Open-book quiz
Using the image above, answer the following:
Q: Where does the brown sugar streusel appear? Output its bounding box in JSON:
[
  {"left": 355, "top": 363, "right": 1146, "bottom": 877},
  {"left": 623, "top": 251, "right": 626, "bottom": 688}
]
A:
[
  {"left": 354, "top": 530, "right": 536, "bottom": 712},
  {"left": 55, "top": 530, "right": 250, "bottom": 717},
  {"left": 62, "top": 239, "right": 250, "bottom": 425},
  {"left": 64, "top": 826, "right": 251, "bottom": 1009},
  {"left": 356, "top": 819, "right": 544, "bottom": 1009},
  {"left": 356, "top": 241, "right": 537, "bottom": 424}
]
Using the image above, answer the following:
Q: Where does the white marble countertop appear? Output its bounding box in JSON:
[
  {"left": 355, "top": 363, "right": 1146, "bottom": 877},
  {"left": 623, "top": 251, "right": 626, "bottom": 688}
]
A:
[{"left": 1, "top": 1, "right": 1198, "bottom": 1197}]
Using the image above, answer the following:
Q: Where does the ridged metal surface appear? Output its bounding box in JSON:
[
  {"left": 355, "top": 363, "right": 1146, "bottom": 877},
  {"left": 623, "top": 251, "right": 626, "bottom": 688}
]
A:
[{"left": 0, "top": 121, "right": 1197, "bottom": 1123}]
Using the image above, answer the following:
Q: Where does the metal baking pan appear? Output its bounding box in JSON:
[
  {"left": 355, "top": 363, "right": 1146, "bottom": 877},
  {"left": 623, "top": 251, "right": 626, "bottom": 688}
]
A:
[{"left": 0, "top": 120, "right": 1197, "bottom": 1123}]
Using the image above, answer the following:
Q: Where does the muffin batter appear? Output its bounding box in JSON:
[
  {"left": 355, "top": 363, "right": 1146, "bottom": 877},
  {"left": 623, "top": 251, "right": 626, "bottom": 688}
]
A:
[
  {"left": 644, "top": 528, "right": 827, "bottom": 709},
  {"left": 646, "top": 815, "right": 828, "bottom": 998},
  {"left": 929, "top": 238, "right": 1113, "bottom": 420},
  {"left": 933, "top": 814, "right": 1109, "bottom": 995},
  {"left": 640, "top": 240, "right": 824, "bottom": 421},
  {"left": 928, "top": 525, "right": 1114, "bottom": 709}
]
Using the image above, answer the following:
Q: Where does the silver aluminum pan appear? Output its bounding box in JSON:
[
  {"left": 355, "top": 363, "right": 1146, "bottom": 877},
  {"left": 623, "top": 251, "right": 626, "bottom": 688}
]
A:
# # # # #
- [What is expected]
Whenever a line of the records above contains the word "JSON", it counts toward the total; give that total alone.

- [Reply]
6